*Recorded data*

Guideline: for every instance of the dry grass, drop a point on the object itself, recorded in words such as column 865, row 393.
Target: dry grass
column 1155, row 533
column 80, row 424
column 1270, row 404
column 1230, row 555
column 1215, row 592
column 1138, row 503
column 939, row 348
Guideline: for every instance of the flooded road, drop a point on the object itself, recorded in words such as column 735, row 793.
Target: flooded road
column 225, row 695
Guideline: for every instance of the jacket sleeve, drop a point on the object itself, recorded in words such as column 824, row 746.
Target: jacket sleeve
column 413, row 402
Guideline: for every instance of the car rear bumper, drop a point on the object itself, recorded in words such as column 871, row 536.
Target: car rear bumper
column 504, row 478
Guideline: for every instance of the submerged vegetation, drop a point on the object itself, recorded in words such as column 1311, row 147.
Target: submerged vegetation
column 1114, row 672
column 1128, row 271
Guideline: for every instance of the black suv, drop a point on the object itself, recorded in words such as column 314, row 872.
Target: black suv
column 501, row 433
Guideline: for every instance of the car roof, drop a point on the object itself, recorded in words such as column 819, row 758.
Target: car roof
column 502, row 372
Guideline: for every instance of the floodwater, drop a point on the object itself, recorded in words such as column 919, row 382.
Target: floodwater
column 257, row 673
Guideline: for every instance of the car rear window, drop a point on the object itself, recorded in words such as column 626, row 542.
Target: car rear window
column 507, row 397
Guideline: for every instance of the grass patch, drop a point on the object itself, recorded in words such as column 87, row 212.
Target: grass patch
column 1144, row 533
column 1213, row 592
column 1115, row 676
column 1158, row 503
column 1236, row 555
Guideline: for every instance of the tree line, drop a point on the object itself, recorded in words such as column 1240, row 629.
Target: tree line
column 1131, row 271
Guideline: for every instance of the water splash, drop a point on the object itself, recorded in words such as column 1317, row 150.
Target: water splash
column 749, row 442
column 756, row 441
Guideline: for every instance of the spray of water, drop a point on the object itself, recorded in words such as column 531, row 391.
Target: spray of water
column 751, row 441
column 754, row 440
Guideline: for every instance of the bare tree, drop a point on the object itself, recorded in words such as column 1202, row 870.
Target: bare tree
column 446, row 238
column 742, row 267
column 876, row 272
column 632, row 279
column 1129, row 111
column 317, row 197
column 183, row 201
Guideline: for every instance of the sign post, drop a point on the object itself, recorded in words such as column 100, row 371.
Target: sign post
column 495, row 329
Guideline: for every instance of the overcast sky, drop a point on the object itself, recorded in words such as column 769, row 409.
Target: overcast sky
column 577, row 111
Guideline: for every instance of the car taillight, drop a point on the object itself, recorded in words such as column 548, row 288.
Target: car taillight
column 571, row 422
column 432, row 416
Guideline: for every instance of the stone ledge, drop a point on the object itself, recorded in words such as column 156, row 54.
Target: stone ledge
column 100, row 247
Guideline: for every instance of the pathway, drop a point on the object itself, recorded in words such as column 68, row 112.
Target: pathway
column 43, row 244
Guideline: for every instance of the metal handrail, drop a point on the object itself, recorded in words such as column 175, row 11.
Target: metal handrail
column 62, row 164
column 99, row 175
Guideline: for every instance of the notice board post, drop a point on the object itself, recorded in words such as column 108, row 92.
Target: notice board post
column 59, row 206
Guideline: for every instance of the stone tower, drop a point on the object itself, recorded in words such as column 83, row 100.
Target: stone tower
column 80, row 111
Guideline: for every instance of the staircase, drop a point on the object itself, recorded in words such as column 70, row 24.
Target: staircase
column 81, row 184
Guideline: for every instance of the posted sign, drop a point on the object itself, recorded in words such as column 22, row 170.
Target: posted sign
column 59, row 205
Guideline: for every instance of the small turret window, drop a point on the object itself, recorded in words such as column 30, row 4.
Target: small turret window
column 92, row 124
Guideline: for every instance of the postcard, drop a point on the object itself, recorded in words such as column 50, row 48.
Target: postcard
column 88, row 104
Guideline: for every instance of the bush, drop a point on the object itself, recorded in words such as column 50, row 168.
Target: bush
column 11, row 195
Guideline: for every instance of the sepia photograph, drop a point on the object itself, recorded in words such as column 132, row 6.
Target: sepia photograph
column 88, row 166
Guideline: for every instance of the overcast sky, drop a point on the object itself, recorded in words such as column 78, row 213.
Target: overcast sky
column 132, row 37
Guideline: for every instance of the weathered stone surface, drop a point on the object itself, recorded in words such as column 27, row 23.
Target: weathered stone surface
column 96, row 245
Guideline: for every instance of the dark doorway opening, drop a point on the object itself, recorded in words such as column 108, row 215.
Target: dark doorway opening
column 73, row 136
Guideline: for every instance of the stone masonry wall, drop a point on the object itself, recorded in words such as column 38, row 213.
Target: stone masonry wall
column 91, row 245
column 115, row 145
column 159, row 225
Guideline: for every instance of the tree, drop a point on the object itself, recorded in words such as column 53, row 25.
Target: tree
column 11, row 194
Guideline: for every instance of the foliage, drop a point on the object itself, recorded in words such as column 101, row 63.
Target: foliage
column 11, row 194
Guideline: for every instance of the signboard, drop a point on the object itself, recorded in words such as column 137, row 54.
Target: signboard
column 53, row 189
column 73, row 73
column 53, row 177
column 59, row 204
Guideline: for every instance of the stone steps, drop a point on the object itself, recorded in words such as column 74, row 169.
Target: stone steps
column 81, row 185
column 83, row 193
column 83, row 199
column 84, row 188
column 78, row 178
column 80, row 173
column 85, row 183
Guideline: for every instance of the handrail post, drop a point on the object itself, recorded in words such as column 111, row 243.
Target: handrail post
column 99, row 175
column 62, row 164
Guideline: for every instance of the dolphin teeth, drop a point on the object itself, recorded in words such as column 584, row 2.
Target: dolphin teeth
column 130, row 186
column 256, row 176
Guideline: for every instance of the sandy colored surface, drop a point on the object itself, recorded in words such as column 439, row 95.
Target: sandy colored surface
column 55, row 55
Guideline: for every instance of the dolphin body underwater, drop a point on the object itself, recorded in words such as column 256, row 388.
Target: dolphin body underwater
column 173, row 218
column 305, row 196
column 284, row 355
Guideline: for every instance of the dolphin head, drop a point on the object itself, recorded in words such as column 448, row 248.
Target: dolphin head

*Activity*
List every line above that holds the word "head".

*Result*
Guideline: for every instance of the dolphin head, drop a point on the object itself, recorded in words such as column 448, row 248.
Target: dolphin head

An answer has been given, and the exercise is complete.